--- BEGIN LISTED RECORDS ---

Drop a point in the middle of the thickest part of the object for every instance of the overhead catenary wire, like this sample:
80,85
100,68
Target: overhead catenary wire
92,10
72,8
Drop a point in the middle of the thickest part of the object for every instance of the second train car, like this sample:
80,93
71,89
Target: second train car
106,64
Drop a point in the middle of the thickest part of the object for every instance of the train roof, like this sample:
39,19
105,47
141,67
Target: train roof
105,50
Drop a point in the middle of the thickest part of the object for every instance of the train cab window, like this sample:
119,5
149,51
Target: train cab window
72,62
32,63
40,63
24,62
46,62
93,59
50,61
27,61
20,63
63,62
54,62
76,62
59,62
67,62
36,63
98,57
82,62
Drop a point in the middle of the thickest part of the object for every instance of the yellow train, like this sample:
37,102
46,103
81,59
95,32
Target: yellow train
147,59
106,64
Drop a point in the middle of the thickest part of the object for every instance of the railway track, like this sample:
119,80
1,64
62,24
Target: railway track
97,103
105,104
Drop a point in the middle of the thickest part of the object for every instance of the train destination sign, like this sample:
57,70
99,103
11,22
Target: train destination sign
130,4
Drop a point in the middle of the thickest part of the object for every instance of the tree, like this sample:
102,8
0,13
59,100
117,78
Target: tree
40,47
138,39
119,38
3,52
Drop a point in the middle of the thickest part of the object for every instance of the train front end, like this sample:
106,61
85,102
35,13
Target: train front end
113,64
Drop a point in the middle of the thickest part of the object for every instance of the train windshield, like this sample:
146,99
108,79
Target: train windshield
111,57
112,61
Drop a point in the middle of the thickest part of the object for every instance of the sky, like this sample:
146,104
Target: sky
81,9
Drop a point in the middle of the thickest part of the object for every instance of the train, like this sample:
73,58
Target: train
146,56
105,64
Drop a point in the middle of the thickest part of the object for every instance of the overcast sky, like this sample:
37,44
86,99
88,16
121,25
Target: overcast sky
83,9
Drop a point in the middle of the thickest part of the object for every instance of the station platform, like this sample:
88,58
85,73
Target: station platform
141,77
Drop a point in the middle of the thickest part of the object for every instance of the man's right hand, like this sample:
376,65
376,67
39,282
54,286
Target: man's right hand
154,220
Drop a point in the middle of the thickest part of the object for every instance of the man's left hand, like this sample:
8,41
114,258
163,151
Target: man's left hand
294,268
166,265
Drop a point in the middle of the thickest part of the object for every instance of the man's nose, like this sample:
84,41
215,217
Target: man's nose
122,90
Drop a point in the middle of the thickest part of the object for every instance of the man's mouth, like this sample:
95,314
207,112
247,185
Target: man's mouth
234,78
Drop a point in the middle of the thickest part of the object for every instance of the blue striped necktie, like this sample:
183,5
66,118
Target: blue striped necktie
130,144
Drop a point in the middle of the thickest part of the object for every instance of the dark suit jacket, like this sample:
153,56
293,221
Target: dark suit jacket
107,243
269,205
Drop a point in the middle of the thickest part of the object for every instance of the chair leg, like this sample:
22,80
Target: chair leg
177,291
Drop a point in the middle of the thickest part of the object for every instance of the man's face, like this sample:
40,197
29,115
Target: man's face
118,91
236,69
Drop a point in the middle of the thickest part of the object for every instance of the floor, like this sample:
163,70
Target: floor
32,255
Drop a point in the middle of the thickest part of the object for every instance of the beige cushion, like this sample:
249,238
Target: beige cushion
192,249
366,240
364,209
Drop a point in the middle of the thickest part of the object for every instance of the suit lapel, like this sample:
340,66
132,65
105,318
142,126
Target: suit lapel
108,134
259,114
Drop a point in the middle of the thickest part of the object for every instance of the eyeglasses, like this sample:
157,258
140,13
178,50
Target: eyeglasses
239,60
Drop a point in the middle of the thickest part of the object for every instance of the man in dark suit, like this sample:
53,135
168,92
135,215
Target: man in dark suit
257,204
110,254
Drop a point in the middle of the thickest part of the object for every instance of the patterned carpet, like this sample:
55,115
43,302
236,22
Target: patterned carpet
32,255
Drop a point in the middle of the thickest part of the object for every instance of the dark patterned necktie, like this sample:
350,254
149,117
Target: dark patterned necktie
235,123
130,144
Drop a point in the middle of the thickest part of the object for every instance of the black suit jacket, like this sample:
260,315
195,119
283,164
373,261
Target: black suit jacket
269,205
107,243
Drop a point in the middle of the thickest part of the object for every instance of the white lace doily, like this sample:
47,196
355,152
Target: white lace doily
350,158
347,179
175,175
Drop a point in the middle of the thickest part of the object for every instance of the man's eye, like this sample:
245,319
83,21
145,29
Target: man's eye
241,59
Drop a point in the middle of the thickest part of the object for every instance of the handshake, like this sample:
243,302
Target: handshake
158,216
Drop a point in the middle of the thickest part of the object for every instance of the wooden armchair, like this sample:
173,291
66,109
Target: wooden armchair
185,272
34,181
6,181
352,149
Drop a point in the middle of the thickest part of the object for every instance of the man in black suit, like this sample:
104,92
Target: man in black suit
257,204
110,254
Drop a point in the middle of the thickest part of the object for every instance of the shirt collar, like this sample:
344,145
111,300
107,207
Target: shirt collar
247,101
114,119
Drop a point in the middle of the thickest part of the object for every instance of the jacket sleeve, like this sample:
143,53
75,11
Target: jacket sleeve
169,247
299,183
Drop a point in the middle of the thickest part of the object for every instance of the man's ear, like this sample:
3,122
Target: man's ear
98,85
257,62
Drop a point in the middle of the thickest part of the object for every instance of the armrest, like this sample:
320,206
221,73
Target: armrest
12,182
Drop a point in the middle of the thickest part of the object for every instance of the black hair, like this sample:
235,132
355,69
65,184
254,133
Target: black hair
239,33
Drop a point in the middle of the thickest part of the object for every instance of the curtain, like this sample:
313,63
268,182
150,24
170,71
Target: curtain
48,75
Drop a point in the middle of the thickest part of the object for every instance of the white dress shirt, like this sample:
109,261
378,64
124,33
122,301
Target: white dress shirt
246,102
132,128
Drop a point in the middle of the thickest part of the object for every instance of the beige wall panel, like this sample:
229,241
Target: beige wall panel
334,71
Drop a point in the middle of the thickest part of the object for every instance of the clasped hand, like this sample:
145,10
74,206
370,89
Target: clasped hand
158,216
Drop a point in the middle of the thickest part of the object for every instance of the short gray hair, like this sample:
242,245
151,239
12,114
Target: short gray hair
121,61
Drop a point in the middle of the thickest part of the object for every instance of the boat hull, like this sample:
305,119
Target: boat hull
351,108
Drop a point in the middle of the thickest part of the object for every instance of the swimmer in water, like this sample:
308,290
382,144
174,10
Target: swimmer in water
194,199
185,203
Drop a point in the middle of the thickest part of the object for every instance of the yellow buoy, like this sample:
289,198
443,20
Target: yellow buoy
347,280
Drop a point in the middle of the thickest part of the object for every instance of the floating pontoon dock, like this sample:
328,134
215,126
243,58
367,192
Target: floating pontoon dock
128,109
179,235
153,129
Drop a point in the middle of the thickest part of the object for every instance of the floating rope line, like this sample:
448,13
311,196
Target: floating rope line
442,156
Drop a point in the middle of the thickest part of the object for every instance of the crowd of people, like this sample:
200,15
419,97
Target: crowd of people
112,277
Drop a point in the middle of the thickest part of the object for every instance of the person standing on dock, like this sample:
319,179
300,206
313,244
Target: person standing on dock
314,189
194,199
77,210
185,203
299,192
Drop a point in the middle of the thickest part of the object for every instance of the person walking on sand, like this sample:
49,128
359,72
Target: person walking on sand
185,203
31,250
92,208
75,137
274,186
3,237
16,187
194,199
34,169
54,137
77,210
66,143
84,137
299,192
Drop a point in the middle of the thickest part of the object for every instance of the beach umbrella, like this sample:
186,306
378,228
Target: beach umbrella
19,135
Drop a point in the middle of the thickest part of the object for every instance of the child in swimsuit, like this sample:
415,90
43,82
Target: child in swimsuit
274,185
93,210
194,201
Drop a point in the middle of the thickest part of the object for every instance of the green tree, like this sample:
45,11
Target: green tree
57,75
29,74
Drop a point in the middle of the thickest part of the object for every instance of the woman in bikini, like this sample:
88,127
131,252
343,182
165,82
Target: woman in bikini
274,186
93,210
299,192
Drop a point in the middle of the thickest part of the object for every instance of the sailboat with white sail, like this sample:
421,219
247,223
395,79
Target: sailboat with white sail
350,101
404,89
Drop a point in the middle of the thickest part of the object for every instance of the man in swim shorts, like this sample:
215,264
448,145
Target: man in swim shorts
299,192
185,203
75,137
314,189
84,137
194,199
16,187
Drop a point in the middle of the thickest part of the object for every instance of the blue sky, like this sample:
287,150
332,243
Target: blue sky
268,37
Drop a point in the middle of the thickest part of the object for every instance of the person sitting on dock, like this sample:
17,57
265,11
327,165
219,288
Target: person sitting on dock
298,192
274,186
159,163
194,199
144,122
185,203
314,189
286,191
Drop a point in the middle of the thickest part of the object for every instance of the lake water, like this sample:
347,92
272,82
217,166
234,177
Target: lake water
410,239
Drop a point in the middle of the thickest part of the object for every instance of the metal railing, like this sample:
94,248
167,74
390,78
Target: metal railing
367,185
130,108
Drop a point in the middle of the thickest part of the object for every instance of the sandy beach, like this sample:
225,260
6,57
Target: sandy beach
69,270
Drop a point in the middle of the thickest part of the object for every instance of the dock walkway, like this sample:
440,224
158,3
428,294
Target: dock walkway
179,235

--- END LISTED RECORDS ---

## AIM
Write out again, unchanged, every line from the line containing "of the beach" to the final line of the material above.

## TASK ANSWER
Drop a point in the middle of the thickest part of the object for every instance of the beach umbrella, like this sample:
186,306
378,228
Target: beach umbrella
19,135
Drop a point in the middle of the thickest part of the object for every instance of the child in swimsuit, like this sample:
415,90
43,82
Target: child in swimsuit
274,185
93,210
194,201
Drop a point in the middle of the thickest part of the object for every instance of the green tree, like this sample:
45,11
Target: green tree
57,75
29,74
Drop a point in the middle of the thickest part of the object for every instance of the woman in bikini, like this sample:
88,127
131,252
343,182
165,82
Target: woman in bikini
274,186
93,210
299,192
Drop a point in the middle of the thickest part of the object for every instance of the sailboat with white sail, like this sample:
421,219
247,223
395,79
Target: sailboat with white sail
350,101
404,89
Drop a point in the middle of the thickest part of the object for every instance of the man in swim shorts, like this sample:
215,264
448,145
Target: man in swim shorts
299,192
185,203
75,137
314,189
84,137
194,199
16,187
Drop a point in the middle of the thickest part of the object for every instance of the blue sky, like this sample:
287,150
332,243
Target: blue sky
268,37
Drop a point in the middle of the thickest part of the object for every instance of the person sitting on dock, like this sample:
17,57
265,11
327,165
219,288
Target: person sitting on dock
298,192
274,186
159,163
194,199
144,122
185,203
314,189
286,191
Drop a point in the middle of the thickest part of the object for every instance of the lake water, like this sample:
347,92
272,82
217,166
234,177
Target: lake water
410,239
Drop a point in the middle of the thickest part of the object for every instance of the metal railing, like this sample:
94,248
167,74
390,78
Target: metal railing
367,185
130,108
Drop a point in the middle of the thickest part of the object for every instance of the sandy beach, like this sample:
225,260
6,57
Target: sandy beach
69,270
Drop a point in the middle of the thickest part of the object for every instance of the dock walkway, like this sample:
440,224
158,3
428,294
Target: dock walkway
179,235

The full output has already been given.